[Try it]
Set out exactly every line of the entries below, starting at the line that holds "If you could point at the gold" and stopping after the line that holds "(1047, 542)".

[Given records]
Start of Block

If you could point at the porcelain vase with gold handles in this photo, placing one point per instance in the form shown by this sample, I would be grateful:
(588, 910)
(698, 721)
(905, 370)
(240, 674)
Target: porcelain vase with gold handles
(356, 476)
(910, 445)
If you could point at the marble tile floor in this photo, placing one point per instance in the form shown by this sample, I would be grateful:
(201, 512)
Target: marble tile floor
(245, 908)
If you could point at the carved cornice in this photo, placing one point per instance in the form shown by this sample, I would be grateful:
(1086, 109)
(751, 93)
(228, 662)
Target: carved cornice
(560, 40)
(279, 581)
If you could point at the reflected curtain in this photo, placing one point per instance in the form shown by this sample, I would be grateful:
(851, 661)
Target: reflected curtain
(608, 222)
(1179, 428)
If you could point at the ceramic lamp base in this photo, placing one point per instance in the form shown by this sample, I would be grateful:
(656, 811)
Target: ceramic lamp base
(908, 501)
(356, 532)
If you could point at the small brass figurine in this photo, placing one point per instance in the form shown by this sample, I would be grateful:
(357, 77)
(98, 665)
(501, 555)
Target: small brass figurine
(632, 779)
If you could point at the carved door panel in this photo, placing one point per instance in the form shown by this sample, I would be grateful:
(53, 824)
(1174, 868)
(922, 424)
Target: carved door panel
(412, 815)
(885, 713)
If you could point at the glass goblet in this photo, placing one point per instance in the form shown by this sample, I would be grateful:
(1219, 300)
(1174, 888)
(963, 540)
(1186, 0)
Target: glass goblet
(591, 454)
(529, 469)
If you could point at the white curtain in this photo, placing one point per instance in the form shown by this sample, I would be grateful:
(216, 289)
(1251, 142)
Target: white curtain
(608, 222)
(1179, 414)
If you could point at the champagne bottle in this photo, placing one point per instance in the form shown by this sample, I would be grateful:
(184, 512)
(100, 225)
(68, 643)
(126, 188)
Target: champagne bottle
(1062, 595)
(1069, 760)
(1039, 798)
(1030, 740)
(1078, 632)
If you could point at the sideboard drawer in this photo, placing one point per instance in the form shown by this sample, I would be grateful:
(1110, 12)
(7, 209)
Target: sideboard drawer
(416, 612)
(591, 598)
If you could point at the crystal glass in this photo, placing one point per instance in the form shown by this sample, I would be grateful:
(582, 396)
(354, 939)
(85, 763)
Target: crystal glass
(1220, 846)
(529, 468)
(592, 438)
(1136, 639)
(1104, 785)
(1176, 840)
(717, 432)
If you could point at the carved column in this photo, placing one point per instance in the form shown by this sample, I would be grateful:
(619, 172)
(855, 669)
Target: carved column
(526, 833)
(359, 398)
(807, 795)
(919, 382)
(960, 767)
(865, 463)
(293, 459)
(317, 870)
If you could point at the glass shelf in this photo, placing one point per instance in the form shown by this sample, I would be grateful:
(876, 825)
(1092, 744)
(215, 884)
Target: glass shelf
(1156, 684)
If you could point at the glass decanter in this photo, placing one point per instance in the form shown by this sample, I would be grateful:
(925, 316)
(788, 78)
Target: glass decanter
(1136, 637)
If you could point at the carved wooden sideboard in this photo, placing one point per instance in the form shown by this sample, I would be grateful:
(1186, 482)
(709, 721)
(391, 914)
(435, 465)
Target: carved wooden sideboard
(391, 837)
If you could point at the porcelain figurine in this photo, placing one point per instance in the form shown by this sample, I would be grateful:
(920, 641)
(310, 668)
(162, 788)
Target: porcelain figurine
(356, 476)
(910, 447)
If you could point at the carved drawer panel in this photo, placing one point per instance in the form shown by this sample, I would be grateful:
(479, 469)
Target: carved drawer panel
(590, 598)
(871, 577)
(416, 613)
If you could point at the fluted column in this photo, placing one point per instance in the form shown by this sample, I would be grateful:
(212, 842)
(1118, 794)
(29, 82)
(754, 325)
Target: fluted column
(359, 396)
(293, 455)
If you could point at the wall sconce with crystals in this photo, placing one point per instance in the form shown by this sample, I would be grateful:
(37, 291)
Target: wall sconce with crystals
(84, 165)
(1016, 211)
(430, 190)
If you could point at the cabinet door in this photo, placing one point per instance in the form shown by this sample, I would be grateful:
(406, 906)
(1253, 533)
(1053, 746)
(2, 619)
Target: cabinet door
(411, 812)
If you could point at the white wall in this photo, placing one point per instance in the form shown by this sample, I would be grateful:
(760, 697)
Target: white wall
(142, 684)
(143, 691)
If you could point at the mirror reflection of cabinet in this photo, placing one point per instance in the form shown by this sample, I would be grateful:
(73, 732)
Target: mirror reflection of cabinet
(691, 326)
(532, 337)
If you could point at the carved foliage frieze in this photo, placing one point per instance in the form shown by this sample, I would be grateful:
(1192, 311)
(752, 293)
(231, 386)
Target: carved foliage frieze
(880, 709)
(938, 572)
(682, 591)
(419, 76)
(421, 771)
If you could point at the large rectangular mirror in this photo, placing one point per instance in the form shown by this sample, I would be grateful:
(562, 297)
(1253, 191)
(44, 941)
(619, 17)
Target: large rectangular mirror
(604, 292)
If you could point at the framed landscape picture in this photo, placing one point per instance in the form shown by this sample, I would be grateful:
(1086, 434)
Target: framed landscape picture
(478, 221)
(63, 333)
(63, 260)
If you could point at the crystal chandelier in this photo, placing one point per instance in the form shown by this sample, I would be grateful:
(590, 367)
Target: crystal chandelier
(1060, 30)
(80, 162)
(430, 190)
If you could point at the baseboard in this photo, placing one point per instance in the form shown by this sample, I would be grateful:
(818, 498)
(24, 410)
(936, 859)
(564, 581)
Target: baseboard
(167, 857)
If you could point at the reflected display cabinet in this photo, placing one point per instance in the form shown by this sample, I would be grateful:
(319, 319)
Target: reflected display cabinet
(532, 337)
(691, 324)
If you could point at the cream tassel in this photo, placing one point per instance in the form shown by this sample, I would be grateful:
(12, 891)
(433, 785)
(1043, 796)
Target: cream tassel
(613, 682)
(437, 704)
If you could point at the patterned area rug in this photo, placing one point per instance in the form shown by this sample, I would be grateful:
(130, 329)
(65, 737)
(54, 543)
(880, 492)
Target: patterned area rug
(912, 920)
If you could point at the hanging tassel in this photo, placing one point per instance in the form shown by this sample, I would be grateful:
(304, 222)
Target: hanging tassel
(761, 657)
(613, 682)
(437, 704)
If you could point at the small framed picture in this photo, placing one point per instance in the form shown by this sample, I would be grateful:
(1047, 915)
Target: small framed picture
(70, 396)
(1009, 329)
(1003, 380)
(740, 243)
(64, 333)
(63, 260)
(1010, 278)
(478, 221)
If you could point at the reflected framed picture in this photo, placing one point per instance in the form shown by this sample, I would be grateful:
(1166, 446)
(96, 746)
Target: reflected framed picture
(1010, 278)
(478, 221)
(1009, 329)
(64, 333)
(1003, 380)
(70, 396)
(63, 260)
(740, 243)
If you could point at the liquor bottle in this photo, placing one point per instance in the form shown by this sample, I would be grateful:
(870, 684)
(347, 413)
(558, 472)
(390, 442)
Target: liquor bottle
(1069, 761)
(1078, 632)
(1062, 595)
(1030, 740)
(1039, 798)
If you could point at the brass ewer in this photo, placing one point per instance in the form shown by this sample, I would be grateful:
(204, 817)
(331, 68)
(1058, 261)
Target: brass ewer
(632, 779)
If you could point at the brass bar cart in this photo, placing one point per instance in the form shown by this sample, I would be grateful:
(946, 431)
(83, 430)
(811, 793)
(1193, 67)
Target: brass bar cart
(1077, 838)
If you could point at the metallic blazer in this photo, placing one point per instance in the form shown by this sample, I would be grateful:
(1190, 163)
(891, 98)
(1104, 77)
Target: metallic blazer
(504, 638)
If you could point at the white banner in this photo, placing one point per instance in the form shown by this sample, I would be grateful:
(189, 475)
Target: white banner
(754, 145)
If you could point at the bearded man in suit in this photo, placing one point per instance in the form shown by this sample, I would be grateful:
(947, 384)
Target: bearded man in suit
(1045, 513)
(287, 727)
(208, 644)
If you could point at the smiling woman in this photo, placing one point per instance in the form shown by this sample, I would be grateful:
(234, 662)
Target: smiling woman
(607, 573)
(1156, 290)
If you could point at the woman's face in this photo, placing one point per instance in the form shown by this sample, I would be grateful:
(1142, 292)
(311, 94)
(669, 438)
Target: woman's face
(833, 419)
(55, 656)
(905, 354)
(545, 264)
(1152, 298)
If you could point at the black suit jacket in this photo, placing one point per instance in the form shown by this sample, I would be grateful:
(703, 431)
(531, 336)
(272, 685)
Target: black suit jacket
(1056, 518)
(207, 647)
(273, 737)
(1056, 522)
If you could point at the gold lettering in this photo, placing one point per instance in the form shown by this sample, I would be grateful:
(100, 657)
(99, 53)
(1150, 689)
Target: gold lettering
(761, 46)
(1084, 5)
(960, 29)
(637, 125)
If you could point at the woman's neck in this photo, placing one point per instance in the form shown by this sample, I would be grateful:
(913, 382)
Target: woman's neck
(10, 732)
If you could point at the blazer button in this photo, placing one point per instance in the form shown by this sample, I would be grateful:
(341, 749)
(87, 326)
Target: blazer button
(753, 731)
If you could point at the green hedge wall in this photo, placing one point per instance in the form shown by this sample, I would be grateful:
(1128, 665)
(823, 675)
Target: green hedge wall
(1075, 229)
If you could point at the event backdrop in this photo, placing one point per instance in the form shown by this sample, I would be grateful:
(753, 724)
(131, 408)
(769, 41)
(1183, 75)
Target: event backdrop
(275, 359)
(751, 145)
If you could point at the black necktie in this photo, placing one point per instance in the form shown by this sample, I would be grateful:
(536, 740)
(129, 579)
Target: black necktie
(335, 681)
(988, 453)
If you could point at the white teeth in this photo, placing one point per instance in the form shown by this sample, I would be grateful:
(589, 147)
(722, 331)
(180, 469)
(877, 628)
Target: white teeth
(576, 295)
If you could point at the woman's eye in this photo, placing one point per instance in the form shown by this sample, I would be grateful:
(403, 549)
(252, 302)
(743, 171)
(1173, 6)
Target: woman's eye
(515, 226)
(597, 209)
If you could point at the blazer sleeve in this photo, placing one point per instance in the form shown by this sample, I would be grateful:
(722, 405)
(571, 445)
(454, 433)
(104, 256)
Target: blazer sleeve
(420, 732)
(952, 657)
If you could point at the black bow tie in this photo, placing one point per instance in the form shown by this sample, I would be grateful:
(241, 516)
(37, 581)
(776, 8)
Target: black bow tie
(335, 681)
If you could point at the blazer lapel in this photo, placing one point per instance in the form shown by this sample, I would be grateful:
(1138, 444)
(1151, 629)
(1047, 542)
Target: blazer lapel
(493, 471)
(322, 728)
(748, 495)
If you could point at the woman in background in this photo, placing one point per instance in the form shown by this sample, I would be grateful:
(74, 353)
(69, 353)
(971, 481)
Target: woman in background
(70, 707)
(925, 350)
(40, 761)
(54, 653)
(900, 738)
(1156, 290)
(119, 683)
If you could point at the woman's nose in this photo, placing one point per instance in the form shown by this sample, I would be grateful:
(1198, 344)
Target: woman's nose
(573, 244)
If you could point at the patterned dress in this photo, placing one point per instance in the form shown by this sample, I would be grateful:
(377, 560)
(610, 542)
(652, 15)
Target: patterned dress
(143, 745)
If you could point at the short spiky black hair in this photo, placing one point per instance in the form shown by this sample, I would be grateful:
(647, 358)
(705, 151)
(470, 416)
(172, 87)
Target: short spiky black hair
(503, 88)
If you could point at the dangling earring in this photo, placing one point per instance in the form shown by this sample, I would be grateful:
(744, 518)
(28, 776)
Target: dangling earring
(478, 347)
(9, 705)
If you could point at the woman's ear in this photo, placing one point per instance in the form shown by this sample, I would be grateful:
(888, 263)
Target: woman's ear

End of Block

[Response area]
If you could point at the gold lettering in this photo, placing one point per instance in the form shown by this sample, I would be grateful:
(100, 657)
(99, 53)
(1150, 689)
Target: gold lettering
(761, 46)
(1084, 5)
(960, 29)
(637, 125)
If you could point at the woman's neck in this photo, placing one point per instance in the form shown by this sample, I would be grateful:
(913, 382)
Target: woman's neck
(10, 732)
If you could point at the blazer button in this photo, placing one point per instance in the form shown by this sample, I would be grateful:
(341, 749)
(87, 326)
Target: blazer button
(753, 731)
If you could point at the green hedge wall in this photo, placing one point per instance in the form shown by this sample, I would be grateful:
(1128, 665)
(823, 675)
Target: green hedge wall
(1075, 229)
If you could point at the event backdrop in this photo, placing one point per instance in the form shown by this sample, I would be grateful:
(753, 724)
(131, 408)
(769, 41)
(1183, 75)
Target: event backdrop
(275, 359)
(751, 145)
If you could point at the black necktie in this photo, placing one point per instance in the form shown by this sample, I would be grateful:
(536, 740)
(129, 579)
Target: black necktie
(335, 681)
(988, 453)
If you could point at the white teeth in this photo, placing one point per instance in the form shown by this sample, I would be grateful:
(589, 147)
(722, 331)
(180, 469)
(877, 628)
Target: white teeth
(576, 295)
If you could point at the woman's eye in this photo, placing one point per instance in the form shown by this sample, I would be grateful:
(403, 549)
(252, 302)
(743, 171)
(1173, 6)
Target: woman's eye
(515, 226)
(597, 209)
If you could point at the blazer sleeve in this photo, placing one point per instance in the form shown by this sample, I would be grateful:
(722, 405)
(571, 445)
(454, 433)
(104, 256)
Target: blazer sleeve
(420, 732)
(952, 657)
If you could point at the black bow tie in this photo, placing one point per instance in the form shown by this sample, I would be grateful:
(241, 516)
(37, 581)
(776, 8)
Target: black bow tie
(335, 681)
If you could point at the blazer lapel in this photo, placing one point per instance in the form shown by this sample, I would be grateful:
(1138, 444)
(1151, 629)
(1047, 542)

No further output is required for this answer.